### GIVEN DATA

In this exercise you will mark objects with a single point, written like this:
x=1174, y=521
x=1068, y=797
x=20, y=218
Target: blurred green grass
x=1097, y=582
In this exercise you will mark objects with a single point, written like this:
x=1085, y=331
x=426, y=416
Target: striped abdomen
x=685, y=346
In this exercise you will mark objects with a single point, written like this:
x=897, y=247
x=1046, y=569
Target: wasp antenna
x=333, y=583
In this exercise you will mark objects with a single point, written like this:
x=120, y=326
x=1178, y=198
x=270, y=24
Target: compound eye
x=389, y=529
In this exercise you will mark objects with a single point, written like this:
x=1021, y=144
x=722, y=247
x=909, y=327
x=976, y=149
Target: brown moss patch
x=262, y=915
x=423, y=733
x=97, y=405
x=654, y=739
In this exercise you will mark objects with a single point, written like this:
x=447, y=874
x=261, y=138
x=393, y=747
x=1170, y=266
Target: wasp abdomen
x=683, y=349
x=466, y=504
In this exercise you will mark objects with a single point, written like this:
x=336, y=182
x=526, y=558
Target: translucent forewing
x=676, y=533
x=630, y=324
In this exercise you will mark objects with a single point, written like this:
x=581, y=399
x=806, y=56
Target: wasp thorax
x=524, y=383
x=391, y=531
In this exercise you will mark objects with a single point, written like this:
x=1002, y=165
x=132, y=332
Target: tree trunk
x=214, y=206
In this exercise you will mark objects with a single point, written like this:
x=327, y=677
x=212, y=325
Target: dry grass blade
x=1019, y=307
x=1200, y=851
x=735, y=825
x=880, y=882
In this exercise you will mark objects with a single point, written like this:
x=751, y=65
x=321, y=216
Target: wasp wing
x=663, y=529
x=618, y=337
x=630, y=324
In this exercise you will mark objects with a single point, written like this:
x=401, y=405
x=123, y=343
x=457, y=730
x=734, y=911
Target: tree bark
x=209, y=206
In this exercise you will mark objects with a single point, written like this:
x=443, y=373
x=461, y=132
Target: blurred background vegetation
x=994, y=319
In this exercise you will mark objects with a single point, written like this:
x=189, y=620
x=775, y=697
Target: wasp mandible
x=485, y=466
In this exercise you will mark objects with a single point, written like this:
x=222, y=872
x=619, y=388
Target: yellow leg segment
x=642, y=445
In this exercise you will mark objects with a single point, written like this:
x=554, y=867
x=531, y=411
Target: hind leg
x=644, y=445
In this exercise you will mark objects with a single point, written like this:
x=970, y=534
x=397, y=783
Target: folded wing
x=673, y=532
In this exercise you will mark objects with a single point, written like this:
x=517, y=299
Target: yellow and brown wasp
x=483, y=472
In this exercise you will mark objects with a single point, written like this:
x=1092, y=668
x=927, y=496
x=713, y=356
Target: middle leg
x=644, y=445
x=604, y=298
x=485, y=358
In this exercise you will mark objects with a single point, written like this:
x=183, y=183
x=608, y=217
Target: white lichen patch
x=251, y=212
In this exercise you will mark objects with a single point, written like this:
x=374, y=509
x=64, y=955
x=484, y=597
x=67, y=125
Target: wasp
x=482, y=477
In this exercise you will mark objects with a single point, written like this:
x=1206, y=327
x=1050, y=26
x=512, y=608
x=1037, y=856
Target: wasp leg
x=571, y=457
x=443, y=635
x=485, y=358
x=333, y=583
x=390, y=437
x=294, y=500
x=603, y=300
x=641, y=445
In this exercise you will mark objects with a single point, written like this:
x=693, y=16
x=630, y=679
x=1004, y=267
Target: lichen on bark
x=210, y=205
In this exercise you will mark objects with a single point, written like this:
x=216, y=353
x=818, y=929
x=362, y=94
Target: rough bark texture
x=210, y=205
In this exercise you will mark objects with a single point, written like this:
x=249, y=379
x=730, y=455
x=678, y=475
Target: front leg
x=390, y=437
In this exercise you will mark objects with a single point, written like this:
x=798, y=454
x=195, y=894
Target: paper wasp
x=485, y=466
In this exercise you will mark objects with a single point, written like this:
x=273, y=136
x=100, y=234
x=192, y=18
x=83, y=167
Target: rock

######

**EXERCISE REQUIREMENTS:**
The records above should be returned exactly.

**RESULT OF THIS EXERCISE:**
In this exercise you will mark objects with a single point, written like this:
x=1174, y=521
x=1068, y=797
x=20, y=218
Target: blurred green grass
x=1097, y=582
In this exercise you will mark objects with a single point, written like this:
x=1085, y=331
x=426, y=416
Target: striped abdomen
x=685, y=346
In this exercise you will mark objects with a single point, written like this:
x=897, y=247
x=1046, y=569
Target: wasp antenna
x=333, y=583
In this exercise you will mark objects with a single point, written like this:
x=120, y=326
x=1178, y=198
x=270, y=24
Target: compound eye
x=389, y=529
In this exercise you will mark objects with a single point, written like this:
x=1021, y=144
x=722, y=247
x=909, y=327
x=976, y=149
Target: brown moss patch
x=262, y=915
x=423, y=733
x=97, y=405
x=654, y=739
In this exercise you will mark objects with a single point, written like this:
x=447, y=874
x=261, y=138
x=393, y=747
x=1170, y=266
Target: wasp abdomen
x=683, y=349
x=466, y=504
In this exercise you will mark objects with a single point, written like this:
x=336, y=182
x=526, y=558
Target: translucent forewing
x=676, y=533
x=630, y=324
In this exercise you will mark objects with a single point, written like this:
x=581, y=399
x=806, y=56
Target: wasp thorax
x=524, y=383
x=391, y=531
In this exercise you will mark objects with a single point, written like this:
x=1002, y=165
x=132, y=332
Target: tree trunk
x=214, y=206
In this exercise you will mark objects with a single point, written like this:
x=327, y=677
x=212, y=325
Target: dry grass blade
x=1019, y=307
x=1200, y=851
x=735, y=825
x=880, y=882
In this exercise you will mark objects with a single point, written like this:
x=751, y=65
x=321, y=216
Target: wasp wing
x=663, y=529
x=618, y=337
x=630, y=324
In this exercise you will mark objects with a single point, written like this:
x=401, y=405
x=123, y=343
x=457, y=730
x=734, y=911
Target: tree bark
x=209, y=206
In this exercise you will mark objects with a single point, written like this:
x=443, y=373
x=461, y=132
Target: blurred background vegetation
x=994, y=319
In this exercise you will mark objects with a single point, written like this:
x=189, y=620
x=775, y=697
Target: wasp mandible
x=485, y=466
In this exercise you will mark objects with a single point, written like this:
x=222, y=872
x=619, y=388
Target: yellow leg segment
x=642, y=445
In this exercise you will mark objects with a single point, written like this:
x=554, y=867
x=531, y=411
Target: hind leg
x=644, y=445
In this exercise you will mark objects with a single point, written like this:
x=970, y=534
x=397, y=783
Target: folded wing
x=673, y=532
In this exercise you will mark objects with a single point, written like this:
x=517, y=299
Target: yellow and brown wasp
x=483, y=472
In this exercise you will mark objects with a single point, written like this:
x=1092, y=668
x=927, y=496
x=713, y=356
Target: middle leg
x=644, y=445
x=604, y=298
x=485, y=358
In this exercise you will mark objects with a single point, written like this:
x=183, y=183
x=608, y=217
Target: white lichen patch
x=251, y=212
In this exercise you will mark objects with a single point, written like this:
x=374, y=509
x=64, y=955
x=484, y=597
x=67, y=125
Target: wasp
x=482, y=477
In this exercise you will mark objects with a single point, written like this:
x=1206, y=327
x=1050, y=26
x=512, y=608
x=1037, y=856
Target: wasp leg
x=571, y=457
x=443, y=635
x=485, y=358
x=333, y=583
x=390, y=437
x=294, y=500
x=603, y=300
x=641, y=445
In this exercise you will mark objects with a single point, written like this:
x=693, y=16
x=630, y=679
x=1004, y=267
Target: lichen on bark
x=210, y=205
In this exercise you will mark objects with a single point, written like this:
x=216, y=353
x=818, y=929
x=362, y=94
Target: rough bark texture
x=210, y=205
In this exercise you will mark objects with a single point, written like this:
x=249, y=379
x=730, y=455
x=678, y=475
Target: front leg
x=390, y=437
In this exercise you will mark objects with a single point, written like this:
x=798, y=454
x=195, y=894
Target: paper wasp
x=485, y=466
In this exercise you will mark objects with a single point, written like this:
x=273, y=136
x=100, y=234
x=192, y=18
x=83, y=167
Target: rock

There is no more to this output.